Nonetheless, I must ask how this bears on his role as chief negotiator in the peace talks?  Helmer chooses to ignore that the biggest failing of Medinsky as Culture Minister and as author-editor of history books was his overbearing patriotism, or nationalism, if you will. 

Mention of Medinsky’s birth and early years in Ukraine is really a false scent if Helmer intends to impune his zeal for defending Russian interests.  In Soviet times, Party and military families moved jobs and lived all across the USSR. If you look at the upper echelons of Russia’s political establishment, you will find a great many examples of Russians who grew up in Ukraine and/or come from mixed marriages.  The Number Three ranking politician, chairwoman of the upper house of parliament, Valentina Matviyenko, is a case in point.

Could Medinsky have negotiated a treaty with Kiev that betrayed Russia’s state interests?  I think that has to be excluded. After all, he did not go into the talks as sole negotiator, only as the lead.  At his side there was Leonid Slutsky, who was present in his capacity as Chairman of the Duma Committee for International Affairs. Slutsky was/is the successor to the arch nationalist founder of the LDPR party Vladimir Zhirinovsky, who, we were recently reminded by Russian state television, was saying back in 2014 that Ukraine is not a country but a collection of beggars who should not be given one ruble (this when Putin was offering them $15 billion to keep them on Russia’s side and out of the clutches of the EU). Accordingly, Slutsky’s  complicity in a sell-out of Russian interests, of a capitulation to satisfy oligarchs, is unthinkable.

We do not have the original text of the March 2019 draft treaty to inspect. But the very fact that it was not a dozen pages long but well more than a hundred, that it was a couple of inches thick, tells us that the terms governing Ukraine’s future military and state status were very detailed, meaning almost certainly that Russia’s security interests and the welfare of the Russian speakers in what remained of Ukraine would be assured.

Helmer does well to call our attention to the contradictory voices in the Russian civilian and military elites. He also does well to pose questions about Vladimir Putin’s judgment in pursuing a ‘gently, gently’ policy and ignoring the violation of Russia’s red lines by NATO for far too long. 

But that last issue would appear to be behind us. The latest definition of Russia’s nuclear doctrine was as tough as tough can be.  It seems that the Putin government has turned a corner, something which the longtime critic of Putin’s gentlemanly ways, Paul Craig Roberts, celebrates in his latest web essay.

§ **CHALLENGE**:
In the excerpted text on Medinsky, who was at his side in the talks, and in what capacity?

§ **DATASET EXCERPTS**:
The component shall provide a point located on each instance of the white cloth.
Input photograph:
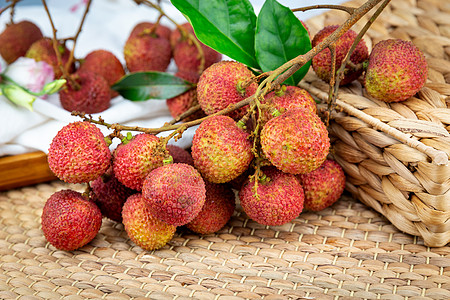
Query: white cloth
(107, 26)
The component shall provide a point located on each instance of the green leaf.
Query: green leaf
(280, 37)
(227, 26)
(141, 86)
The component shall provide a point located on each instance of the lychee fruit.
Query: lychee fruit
(286, 98)
(145, 28)
(42, 50)
(323, 186)
(321, 63)
(221, 150)
(134, 159)
(187, 56)
(217, 210)
(181, 103)
(296, 141)
(69, 220)
(225, 83)
(104, 63)
(175, 193)
(78, 153)
(142, 227)
(275, 200)
(147, 52)
(396, 71)
(16, 39)
(180, 155)
(109, 194)
(92, 96)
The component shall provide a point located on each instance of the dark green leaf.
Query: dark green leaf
(280, 37)
(227, 26)
(140, 86)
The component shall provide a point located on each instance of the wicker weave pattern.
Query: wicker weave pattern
(347, 251)
(396, 155)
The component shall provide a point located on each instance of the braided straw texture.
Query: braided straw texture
(396, 155)
(347, 251)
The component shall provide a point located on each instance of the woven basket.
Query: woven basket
(396, 155)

§ **TASK ANSWER**:
Leonid Slutsky, as Chairman of the Duma Committee for International Affairs.